Background information
- Born: February 7, 1970 (age 56)
- Origin: Oahu, Hawaii
- Instruments: Guitar, vocals
- Years active: 2000 to present
- Label: Honest Jon's
- Website: simonewhite.com

= Simone White =

American musician

Simone White (born February 7, 1970) is an American singer-songwriter.

==Life and career==

Simone White appeared in the 1984 comedy-drama "The Wild Life" written by Cameron Crowe and directed by Art Linson. Eddie Van Halen and Donn Landee composed the film's score.

White moved to NYC from London in 2000 where she began to play music onstage. She recorded her first album with producer David Domanich and musician and friend Frank Bango. White released the album, The Sincere Recording Company Presents, in 2003 on Bango's label The Sincere Recording Company. White's albums have included covers of songs originally recorded by Frank Bango, such as Roses Are Not Red, Wrong About You, Worm Was Wood and Bunny in a Bunnysuit, the latter of which was used in the soundtrack of the 2013 drama comedy The Pretty One.

I Am The Man, her second album, was recorded with producer Mark Nevers, (Lambchop/Calexico/Will Oldham/Silver Jews), in Nashville, Tennessee. In 2006 she was signed to the UK label Honest Jons. I Am The Man was released by Honest Jons/EMI in the UK, Japan, Italy and The Netherlands in 2007 and released in France, Germany and the United States in 2008 through distributors Indigo and Forced Exposure.

'The Beep Beep Song', one of the songs from White's second album I Am The Man, was used in an Audi R8 advert in the UK, France, Italy, the Netherlands, Poland, Estonia, Latvia, Lithuania, South Africa, Sweden and was shown in the half time ad break of the Rugby World Cup Final of 2007.

White has toured in the United Kingdom, Europe and Japan headlining and supporting various bands: Nouvelle Vague, Alela Diane, Teitur, Stephen Fretwell, Little Dragon, Victoria Williams and Shugo Tokumaru. In 2008 she played at the festivals Greenman and WOMAD in the UK. In the US she has opened for Andrew Bird, Mark Eitzel, Thao Nguyen, John C Reilly & Friends and The Posies.

White was a part of Damon Albarn's critically acclaimed "Honest Jons Revue" which toured in July 2008 to the Barbican Center in London, Les Nuits de Fourvière festival in Lyon, and the Lincoln Center Festival in New York City. The Honest Jons Revue included the artists Tony Allen, The Hypnotic Brass Ensemble, Damon Albarn, Kokanko Sata Doumbia, Lobi Traore, Afel Bocoum, Candi Staton, Simone White and Victoria Williams.

On June 12, 2009, White's third album, Yakiimo was released digitally, with a physical release following on June 22, 2009. This album was again released through Honest Jons in the UK.

Work item A: List the acts that, according to the Simone White article, White has opened for in the US.
Work item B: Carry on the Simone White article from the end of its last paragraph.
The rows after this point come from a separate source and have no connection to the Simone White article.

Extracted entries:

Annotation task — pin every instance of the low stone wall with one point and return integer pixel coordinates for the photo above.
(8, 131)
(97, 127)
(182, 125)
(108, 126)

Task output A: Andrew Bird, Mark Eitzel, Thao Nguyen, John C Reilly & Friends, The Posies

Task output B:
'Bunny in a Bunnysuit', from the album Yakiimo, was used in the Omega Ladymatic watch ad campaign, featuring Nicole Kidman.

White's fourth album, Silver Silver, was released on May 22, 2012, on Honest Jon's and is a collaboration with the producers Adam Samuel Goldman and Julian Wass from Fol Chen.

White released Genuine Fake, a collection of acoustic recordings, on September 8, 2017. The album features re-recordings of 14 old tracks alongside 3 new ones. It was initially available digitally through Bandcamp, with a vinyl edition released in November 2017.

Letter to the Last Generation, White's fifth studio album, was released digitally on October 18, 2019. it was reissued on vinyl on December 4, 2020, through Fetch Happened Records in the UK. The vinyl release includes two new recordings, the first of which, Blueprint was released as a digital single on 27 November 2020.

==Discography==

===Albums===
- The Sincere Recording Company Presents Simone White (Sincere Recording Co., 2003)
- I Am The Man (Honest Jons, 2007)
- Yakiimo (Honest Jons, 2009)
- Silver Silver (Honest Jons, 2012)
- Kassem Mosse/Simone White "Three Versions" (EP remix, Honest Jon's 2015)
- Genuine Fake (Self-Released, 2017)
- Letter to the Last Generation (Self-Released, 2019)
- "Dream Comfort Memory" (Fetch Happened Records, 2021)

=== Singles ===

- Don't Turn Your Back On Love (single, self-release, 2015)
- Christmas Makes Me Blue (version, single, self-release, 2015)
- Tiny Drop (feat Andrew Bird), (single, self-release, 2018)

=== Featured Vocalist and Songwriter ===

- Dive Index- Lost in the Pressure (album, 2014)
- The Happening- Miles Away From America (album, 2016)
- Reinier Zonneveld- Archive (single, 2016)
- Reinier Zonneveld- You Could Be the One I Want (single, 2016)
- Reinier Zonneveld- "Interference" (single, 2016)

=== Featured Guest Vocalist ===

- The Wedding Present, Holly Jolly Hollywood, (Scopitones, 2008)
- Fol Chen, The Longer U Wait (Featuring Simone White), (Asthmatic Kitty, 2009)
- Fol Chen, Adeline (You Always Look So Bored), Part II: The New December, (Asthmatic Kitty, 2010)
- Fol Chen, The Holes, Part II: The New December, (Asthmatic Kitty, 2010)
- Fol Chen, The Holograms, Part II: The New December, (Asthmatic Kitty, 2010)
- Fol Chen, I Walked (Featuring Simone White), Sufjan Stevens cover, (Asthmatic Kitty, 2011)
- The Empress of the Blues- A Tribute to Bessie Smith (Back Water Blues", Reimagine Music 2014)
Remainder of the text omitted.